What the task requires. Print everything in the records exactly. Leave the pictures out.
[Dataset content]
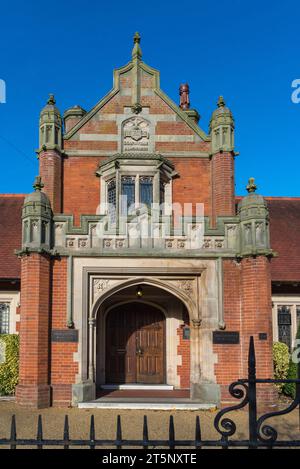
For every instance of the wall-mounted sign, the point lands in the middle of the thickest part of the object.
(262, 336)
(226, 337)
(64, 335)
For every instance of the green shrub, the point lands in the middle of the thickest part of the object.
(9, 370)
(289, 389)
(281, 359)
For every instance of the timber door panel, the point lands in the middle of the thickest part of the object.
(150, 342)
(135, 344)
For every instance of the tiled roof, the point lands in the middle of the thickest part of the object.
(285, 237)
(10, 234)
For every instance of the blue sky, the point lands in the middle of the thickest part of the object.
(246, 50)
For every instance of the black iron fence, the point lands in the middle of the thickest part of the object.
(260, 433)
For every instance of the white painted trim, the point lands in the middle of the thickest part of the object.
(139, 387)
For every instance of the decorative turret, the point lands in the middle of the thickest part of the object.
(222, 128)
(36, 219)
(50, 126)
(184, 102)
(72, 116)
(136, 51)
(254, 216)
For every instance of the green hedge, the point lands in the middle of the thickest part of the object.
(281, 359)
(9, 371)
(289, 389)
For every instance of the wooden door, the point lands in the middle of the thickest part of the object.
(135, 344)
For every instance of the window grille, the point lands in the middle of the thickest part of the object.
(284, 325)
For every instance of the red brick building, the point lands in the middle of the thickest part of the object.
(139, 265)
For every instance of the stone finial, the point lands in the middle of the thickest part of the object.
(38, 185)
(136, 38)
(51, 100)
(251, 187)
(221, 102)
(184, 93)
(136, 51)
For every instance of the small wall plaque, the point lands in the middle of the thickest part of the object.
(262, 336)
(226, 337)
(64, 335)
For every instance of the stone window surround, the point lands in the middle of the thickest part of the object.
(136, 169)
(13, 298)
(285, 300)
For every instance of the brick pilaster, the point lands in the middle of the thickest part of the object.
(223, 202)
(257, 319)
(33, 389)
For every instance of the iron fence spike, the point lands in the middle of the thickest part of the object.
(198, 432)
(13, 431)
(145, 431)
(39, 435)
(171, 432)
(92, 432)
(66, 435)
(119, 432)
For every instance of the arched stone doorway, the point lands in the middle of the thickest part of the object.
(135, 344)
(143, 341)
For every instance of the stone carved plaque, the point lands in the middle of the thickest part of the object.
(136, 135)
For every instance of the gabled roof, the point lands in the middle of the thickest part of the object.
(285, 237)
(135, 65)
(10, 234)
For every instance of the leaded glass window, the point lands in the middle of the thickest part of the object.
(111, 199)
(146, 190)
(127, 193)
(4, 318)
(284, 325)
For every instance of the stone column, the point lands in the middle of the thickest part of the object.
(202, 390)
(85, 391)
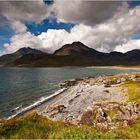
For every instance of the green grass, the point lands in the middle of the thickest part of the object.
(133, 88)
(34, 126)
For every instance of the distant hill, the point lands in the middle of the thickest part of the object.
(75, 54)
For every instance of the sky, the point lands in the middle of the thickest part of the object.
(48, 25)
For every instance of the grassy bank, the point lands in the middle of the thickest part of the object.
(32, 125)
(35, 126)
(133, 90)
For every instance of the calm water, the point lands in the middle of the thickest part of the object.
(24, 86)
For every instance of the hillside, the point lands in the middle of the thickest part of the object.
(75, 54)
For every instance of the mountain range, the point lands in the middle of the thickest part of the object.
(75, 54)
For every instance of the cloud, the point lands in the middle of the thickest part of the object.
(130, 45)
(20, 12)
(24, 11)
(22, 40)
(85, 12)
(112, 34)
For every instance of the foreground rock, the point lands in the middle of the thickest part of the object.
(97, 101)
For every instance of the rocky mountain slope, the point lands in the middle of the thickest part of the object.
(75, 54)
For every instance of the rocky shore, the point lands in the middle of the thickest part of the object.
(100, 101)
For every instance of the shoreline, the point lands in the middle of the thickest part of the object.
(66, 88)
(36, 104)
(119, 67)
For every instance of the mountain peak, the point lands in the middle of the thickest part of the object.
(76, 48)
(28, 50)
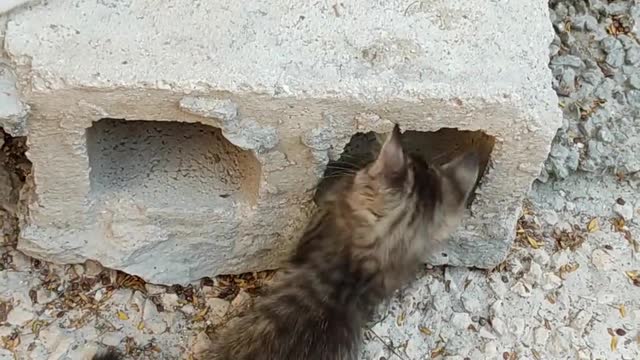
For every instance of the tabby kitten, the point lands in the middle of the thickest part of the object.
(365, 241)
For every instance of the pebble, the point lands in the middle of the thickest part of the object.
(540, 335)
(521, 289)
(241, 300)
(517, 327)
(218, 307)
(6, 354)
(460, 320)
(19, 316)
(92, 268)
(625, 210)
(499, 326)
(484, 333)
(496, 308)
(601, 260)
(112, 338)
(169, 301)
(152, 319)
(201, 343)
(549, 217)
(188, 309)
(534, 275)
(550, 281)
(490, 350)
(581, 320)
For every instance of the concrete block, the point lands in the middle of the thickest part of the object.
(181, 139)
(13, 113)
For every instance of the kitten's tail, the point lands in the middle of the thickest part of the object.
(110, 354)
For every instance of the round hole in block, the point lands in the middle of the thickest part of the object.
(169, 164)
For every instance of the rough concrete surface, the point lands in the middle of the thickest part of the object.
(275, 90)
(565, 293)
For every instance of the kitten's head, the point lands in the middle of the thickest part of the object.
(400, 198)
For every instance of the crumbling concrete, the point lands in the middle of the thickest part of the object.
[/Dataset content]
Answer for the task.
For every instance of the wall-mounted sign, the point lands in the middle of the thickest part of the object.
(262, 336)
(226, 337)
(64, 335)
For every instance of the green shrub, the point lands in the middle of the thickest part of the object.
(9, 370)
(289, 389)
(281, 359)
For every instance of the timber door panel, the point lands in the middle of the thickest part of the object.
(150, 342)
(135, 344)
For every instance of the tiled roof, the point lands in the middle of the thickest part of the object.
(285, 237)
(10, 234)
For every instance of the blue sky, the point lands in the middle of the thickest part of the object.
(246, 50)
For every instance of the black iron fence, the point lands in the middle of the thickest part of the object.
(260, 433)
For every instance of the white painted trim, the point lands in the middle of the thickest part of the object.
(139, 387)
For every instance of the decorative turret, the point lands in the middle of the thickest part of the object.
(222, 128)
(36, 219)
(50, 126)
(184, 102)
(72, 116)
(136, 51)
(254, 216)
For every instance of the green hedge, the point lands in the middle of the thickest part of the object.
(281, 359)
(9, 371)
(289, 389)
For every instance of the wooden door, the point lands in the middle of the thickest part of the object.
(135, 344)
For every instance of the window grille, the point lands in the middle of the thickest part of the object.
(284, 325)
For every instance of the red brick building, the point lands in the middle of the thickest part of the object.
(139, 265)
For every instance of the stone finial, the point lands in the middle of the thickest part of the object.
(38, 185)
(136, 38)
(51, 100)
(251, 187)
(221, 102)
(184, 93)
(136, 51)
For every instance of the small wall plaque, the point lands in the middle of the thickest part of the object.
(262, 336)
(226, 337)
(64, 335)
For every instance of the stone window surround, the point lands in the middle of the thickest part of the object.
(136, 169)
(13, 298)
(285, 300)
For every instance of the brick pilaster, the point lands in the middle of the thickest part of the object.
(223, 202)
(257, 319)
(33, 389)
For every instance of the iron fence spike, the point lands in the middle of the thickest part of the object.
(198, 432)
(13, 431)
(145, 431)
(39, 435)
(171, 432)
(92, 432)
(66, 435)
(119, 432)
For every instance of the arched stone doorway, the point lands in the middle of the thickest part of the object.
(135, 344)
(143, 341)
For every instance of the stone carved plaque, the point lands in the middle of the thickest part of the object.
(136, 135)
For every instance of the gabled roof, the point lands in the middle of the thickest part of the object.
(285, 237)
(135, 65)
(10, 234)
For every instance of the leaded glass window, the point lands in the middle of the thickest part of the object.
(111, 199)
(146, 190)
(127, 193)
(4, 318)
(284, 325)
For every instance of the stone column, the point lands in the middle of the thickest part of the object.
(202, 390)
(85, 391)
For every instance of the green grass, the point lands in the middle of the thickest part of the object.
(133, 88)
(34, 126)
For every instance of the distant hill, the point lands in the middle of the thickest part of the object.
(75, 54)
For every instance of the sky, the point lands in the middle of the thickest part of the object.
(48, 25)
For every instance of the grassy bank, the point lands in the middle of the thickest part of the object.
(32, 125)
(35, 126)
(133, 90)
For every instance of the calm water, the point lands in the middle of the thickest part of the object.
(24, 86)
For every instance of the hillside, the point lands in the middle of the thickest part of the object.
(75, 54)
For every instance of the mountain range, the point lands in the middle of the thickest part of the object.
(75, 54)
For every instance of the cloud, the point lands in the middle of the thickest part of the object.
(130, 45)
(20, 12)
(24, 11)
(22, 40)
(85, 12)
(112, 34)
For every instance of the foreground rock, the point lands in the middle of the thickest part of the object.
(97, 101)
For every instance of the rocky mountain slope, the point lands in the middle of the thickest part of the object.
(75, 54)
For every instance of the rocky shore, the point lands in the middle of the thickest part of the object.
(100, 101)
For every instance of the shoreline, the point lands in the middle of the thickest part of the object.
(66, 88)
(36, 104)
(119, 67)
For every instance of the mountain peak, the point lands in the middle of the thickest part of the object.
(76, 48)
(28, 50)
For every instance of the tabby kitten, the point lands in the middle of the thickest part of the object.
(365, 241)
For every instance of the pebble, the point lands in the middle of the thickest part of the object.
(540, 335)
(521, 289)
(241, 300)
(517, 327)
(218, 307)
(6, 354)
(460, 320)
(19, 316)
(92, 268)
(625, 210)
(499, 326)
(484, 333)
(496, 308)
(601, 260)
(112, 338)
(169, 301)
(152, 319)
(201, 343)
(549, 217)
(188, 309)
(534, 275)
(550, 281)
(490, 350)
(581, 320)
For every instance of the concrete block, the point lands in the middle of the thickest part of the object.
(181, 139)
(13, 113)
For every instance of the kitten's tail, the point lands in the middle of the thickest part of the object.
(110, 354)
For every instance of the round hole in block, the point lands in the middle of the thickest part of the object.
(169, 164)
For every instance of the rough concrete surface, the point lands in the middle of the thickest part of the object.
(275, 90)
(565, 293)
For every instance of the kitten's head, the point lands in the middle of the thickest part of the object.
(400, 198)
For every instance of the crumbling concrete, the point lands in the middle of the thickest part of the object.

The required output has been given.